● Task prompt
Would you repeat the lines from the one with "Pressing-analysis tagging request: spot the distant hillside" through the final line, both included, and nothing else? No pictures belong in the copy.
-- START Given entries --
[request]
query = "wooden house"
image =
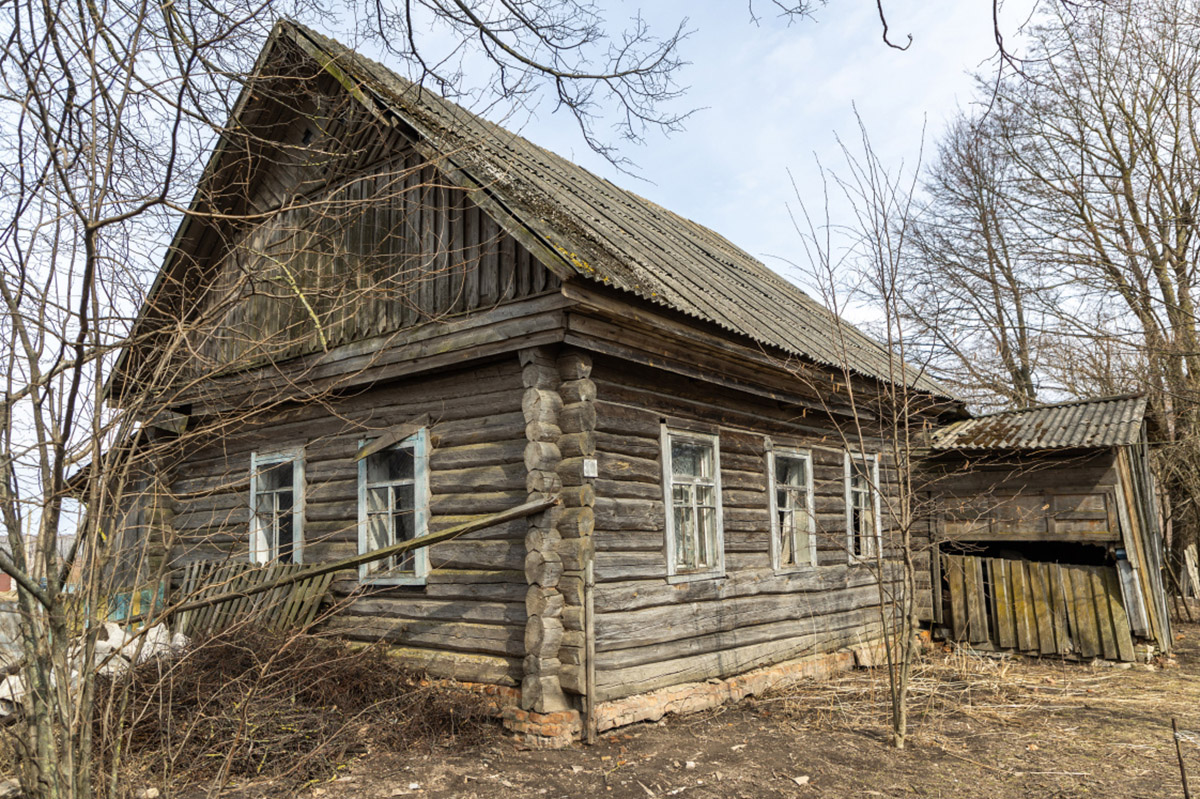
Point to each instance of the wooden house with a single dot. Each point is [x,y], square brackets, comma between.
[385,316]
[1048,530]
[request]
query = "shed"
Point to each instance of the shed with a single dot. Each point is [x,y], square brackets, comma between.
[1048,530]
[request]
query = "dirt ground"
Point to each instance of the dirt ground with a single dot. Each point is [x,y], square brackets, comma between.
[982,727]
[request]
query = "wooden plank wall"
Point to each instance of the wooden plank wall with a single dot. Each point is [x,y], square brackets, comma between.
[649,634]
[468,622]
[390,247]
[1044,608]
[1066,497]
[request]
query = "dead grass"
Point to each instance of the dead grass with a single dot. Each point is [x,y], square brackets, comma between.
[251,704]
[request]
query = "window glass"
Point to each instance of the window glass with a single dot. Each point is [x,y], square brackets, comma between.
[393,481]
[792,524]
[275,530]
[694,522]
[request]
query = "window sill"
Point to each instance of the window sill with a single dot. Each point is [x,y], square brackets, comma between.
[694,576]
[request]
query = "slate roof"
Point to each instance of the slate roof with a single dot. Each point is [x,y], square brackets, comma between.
[613,236]
[1101,422]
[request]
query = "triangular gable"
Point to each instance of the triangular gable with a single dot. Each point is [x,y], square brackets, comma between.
[580,226]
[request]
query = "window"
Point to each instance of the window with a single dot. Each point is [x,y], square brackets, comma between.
[691,467]
[276,506]
[863,535]
[394,508]
[792,542]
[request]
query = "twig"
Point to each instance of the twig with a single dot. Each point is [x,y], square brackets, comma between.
[1179,754]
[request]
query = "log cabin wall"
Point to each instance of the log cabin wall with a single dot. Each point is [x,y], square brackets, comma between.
[651,634]
[468,622]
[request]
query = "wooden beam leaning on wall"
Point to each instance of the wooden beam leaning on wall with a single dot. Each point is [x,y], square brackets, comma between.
[532,508]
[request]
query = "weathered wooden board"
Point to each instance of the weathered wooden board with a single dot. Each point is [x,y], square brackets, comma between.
[1039,607]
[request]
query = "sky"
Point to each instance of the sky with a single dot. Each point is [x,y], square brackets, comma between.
[773,97]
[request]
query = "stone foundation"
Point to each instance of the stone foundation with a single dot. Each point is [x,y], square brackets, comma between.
[691,697]
[544,730]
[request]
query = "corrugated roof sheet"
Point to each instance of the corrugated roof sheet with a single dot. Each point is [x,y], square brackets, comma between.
[613,236]
[1104,421]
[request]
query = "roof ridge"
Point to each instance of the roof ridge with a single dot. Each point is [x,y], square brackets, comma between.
[619,238]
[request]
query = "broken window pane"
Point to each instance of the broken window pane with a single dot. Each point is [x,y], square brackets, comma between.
[695,526]
[391,508]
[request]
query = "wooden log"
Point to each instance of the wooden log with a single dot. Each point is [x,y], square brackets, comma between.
[543,569]
[582,390]
[543,539]
[629,515]
[627,682]
[579,496]
[541,456]
[575,553]
[538,666]
[498,478]
[543,636]
[576,522]
[539,376]
[577,444]
[541,481]
[544,602]
[573,679]
[468,504]
[541,404]
[695,619]
[613,467]
[475,455]
[543,695]
[570,586]
[575,365]
[577,418]
[543,431]
[419,608]
[442,636]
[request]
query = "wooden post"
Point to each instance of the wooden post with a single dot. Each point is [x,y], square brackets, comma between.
[577,521]
[541,689]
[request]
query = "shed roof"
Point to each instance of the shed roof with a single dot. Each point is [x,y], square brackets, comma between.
[1098,422]
[607,234]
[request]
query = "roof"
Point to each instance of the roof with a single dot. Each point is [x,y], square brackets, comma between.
[1099,422]
[611,235]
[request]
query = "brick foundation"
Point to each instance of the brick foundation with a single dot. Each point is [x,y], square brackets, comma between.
[691,697]
[544,730]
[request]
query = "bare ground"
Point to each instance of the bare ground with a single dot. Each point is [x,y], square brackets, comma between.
[982,727]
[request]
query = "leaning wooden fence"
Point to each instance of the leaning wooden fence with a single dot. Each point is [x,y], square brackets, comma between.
[282,607]
[1038,607]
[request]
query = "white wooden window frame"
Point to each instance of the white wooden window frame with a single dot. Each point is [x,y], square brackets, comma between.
[777,534]
[874,544]
[259,551]
[419,443]
[675,575]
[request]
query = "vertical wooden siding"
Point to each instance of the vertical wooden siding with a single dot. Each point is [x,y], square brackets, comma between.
[389,248]
[651,634]
[468,622]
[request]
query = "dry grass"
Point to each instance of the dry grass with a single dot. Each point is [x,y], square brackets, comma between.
[293,708]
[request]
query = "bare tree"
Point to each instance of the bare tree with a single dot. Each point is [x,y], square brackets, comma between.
[972,292]
[865,257]
[1092,168]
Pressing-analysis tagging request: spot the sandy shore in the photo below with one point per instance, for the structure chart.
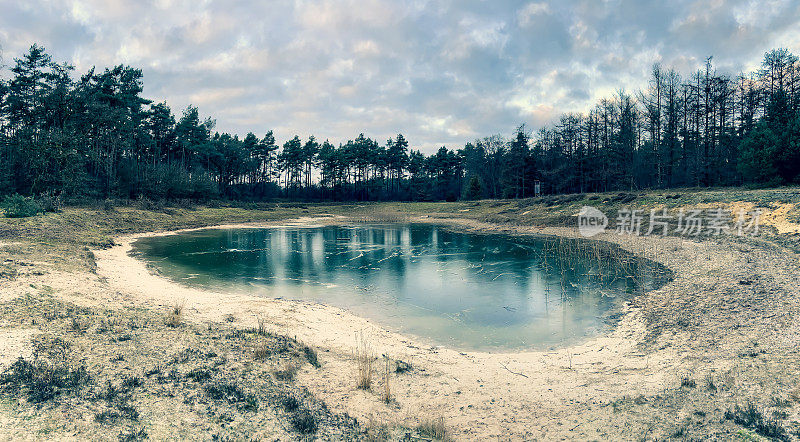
(534, 394)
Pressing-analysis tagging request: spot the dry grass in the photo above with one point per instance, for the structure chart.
(287, 371)
(175, 316)
(261, 350)
(364, 357)
(387, 391)
(433, 428)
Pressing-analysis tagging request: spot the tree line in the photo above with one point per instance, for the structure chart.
(96, 136)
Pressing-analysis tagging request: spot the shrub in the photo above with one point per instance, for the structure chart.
(18, 206)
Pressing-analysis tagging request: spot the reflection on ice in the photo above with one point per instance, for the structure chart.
(463, 290)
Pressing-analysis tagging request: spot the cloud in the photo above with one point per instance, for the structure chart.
(440, 72)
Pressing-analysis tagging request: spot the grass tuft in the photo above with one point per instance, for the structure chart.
(175, 316)
(434, 428)
(751, 417)
(364, 358)
(304, 422)
(41, 381)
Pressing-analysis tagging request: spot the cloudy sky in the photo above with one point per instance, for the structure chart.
(440, 72)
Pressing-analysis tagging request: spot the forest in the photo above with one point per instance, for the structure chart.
(95, 136)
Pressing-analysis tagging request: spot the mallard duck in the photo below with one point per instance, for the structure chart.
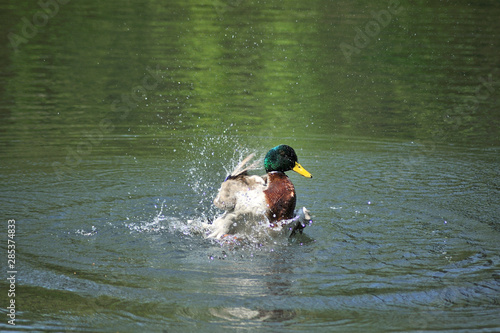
(250, 201)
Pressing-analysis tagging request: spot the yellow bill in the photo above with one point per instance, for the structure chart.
(300, 170)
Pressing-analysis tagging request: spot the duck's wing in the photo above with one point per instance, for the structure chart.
(241, 169)
(231, 189)
(238, 181)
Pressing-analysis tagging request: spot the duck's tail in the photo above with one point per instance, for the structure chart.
(242, 169)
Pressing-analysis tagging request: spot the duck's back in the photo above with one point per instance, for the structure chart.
(280, 197)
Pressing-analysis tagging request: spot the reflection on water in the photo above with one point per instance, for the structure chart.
(118, 123)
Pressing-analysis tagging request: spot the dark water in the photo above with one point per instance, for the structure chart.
(118, 123)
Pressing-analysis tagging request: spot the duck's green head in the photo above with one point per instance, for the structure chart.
(283, 158)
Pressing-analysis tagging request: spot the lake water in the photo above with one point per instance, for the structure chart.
(118, 124)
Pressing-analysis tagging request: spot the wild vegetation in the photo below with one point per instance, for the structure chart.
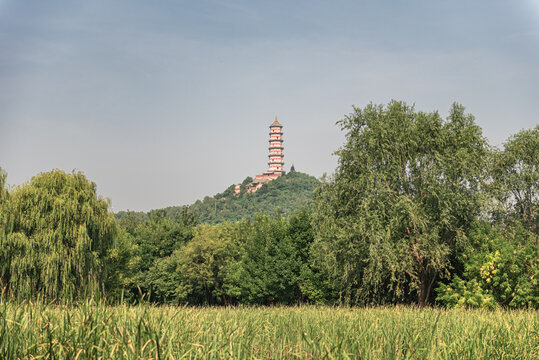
(93, 331)
(420, 210)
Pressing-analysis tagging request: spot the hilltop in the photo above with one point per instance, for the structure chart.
(286, 193)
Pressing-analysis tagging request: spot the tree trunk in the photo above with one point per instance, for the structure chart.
(426, 279)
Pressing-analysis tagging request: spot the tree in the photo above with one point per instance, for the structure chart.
(57, 237)
(405, 191)
(270, 265)
(501, 268)
(516, 179)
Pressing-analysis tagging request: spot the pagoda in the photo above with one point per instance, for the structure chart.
(275, 158)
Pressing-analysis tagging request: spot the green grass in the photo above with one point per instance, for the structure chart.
(90, 331)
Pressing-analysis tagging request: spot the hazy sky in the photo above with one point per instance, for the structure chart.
(163, 102)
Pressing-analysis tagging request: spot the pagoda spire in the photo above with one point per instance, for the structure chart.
(276, 156)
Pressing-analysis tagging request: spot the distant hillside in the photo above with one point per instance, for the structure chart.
(287, 193)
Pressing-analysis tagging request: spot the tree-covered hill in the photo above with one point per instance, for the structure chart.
(287, 194)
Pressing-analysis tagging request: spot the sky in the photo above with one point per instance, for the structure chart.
(164, 102)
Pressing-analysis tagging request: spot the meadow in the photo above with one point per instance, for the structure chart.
(97, 331)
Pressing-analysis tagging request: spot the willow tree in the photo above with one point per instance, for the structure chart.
(405, 190)
(516, 179)
(57, 236)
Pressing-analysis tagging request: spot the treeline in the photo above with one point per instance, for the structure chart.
(419, 210)
(287, 194)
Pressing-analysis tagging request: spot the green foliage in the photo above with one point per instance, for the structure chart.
(403, 195)
(270, 264)
(155, 238)
(288, 193)
(95, 331)
(500, 269)
(516, 180)
(57, 234)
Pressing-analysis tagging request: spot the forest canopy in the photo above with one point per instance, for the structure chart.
(420, 210)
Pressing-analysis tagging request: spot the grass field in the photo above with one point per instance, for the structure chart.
(89, 331)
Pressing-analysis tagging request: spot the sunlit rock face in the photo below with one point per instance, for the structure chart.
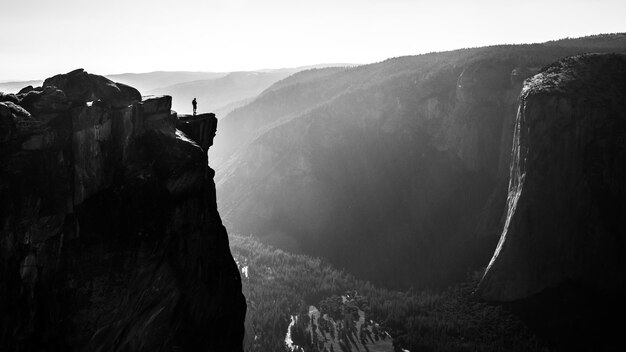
(110, 239)
(399, 181)
(567, 194)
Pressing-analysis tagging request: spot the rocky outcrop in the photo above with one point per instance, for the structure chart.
(201, 128)
(110, 239)
(566, 197)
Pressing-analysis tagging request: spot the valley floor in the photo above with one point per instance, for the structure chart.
(279, 285)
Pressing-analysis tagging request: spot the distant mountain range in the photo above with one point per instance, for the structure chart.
(396, 171)
(217, 92)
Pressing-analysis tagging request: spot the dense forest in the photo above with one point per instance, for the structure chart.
-- END Given entries --
● Reply to the task
Pressing-analysis tagging request: spot the distant hillside in the photo above with one point per instance, for the structure chart.
(287, 193)
Pressing-analysis tagging request: spot the tree-covered hill in the photo above with one point per instance, for the structure chart.
(287, 194)
Pressing-analysis tagging request: spot the sky in the photo above with one point per instance, for the structure chart.
(164, 102)
Pressing-analysis tagging request: spot the meadow in the photo above with one point per instance, for the structure chart.
(97, 331)
Pressing-analysis tagging request: spot the willow tree in the photo above with one point per instance, for the structure chart.
(405, 190)
(516, 179)
(57, 236)
Pressing-analysis tagging request: spot the treeline in the photo above with one point per instance, for the structure chart.
(419, 210)
(287, 194)
Pressing-analysis tagging request: spot the green foliage in the photo above with one point per instance, for the structure chart.
(403, 195)
(270, 264)
(155, 238)
(288, 193)
(95, 331)
(500, 269)
(516, 180)
(57, 234)
Pressing-analysis tagging request: spot the forest canopy in the photo above with one point per instance, for the structure chart.
(420, 210)
Pressing-analysis tagging request: spot the grass field in the photo above with one point per instance, for the structure chart.
(89, 331)
Pressing-analysis tagging request: spot the sunlit rock face in the photo below with one point per instance, for the structure chart.
(110, 239)
(399, 181)
(567, 194)
Pressing-analysis tagging request: spot the rocky outcrop in the photo above with one point per instance, for the structure chart.
(201, 128)
(110, 239)
(566, 197)
Pressing-analysis tagging request: spot the valley floor in the photo above with one point per instance, for the structure chart.
(279, 285)
Pressing-analysis tagging request: spot the distant mountain range in the photo above with one point per instance, for the structure chart.
(396, 171)
(217, 92)
Pressing-analysis tagging request: spot the dense forest in the photo above with one point per instance, for the structure chart.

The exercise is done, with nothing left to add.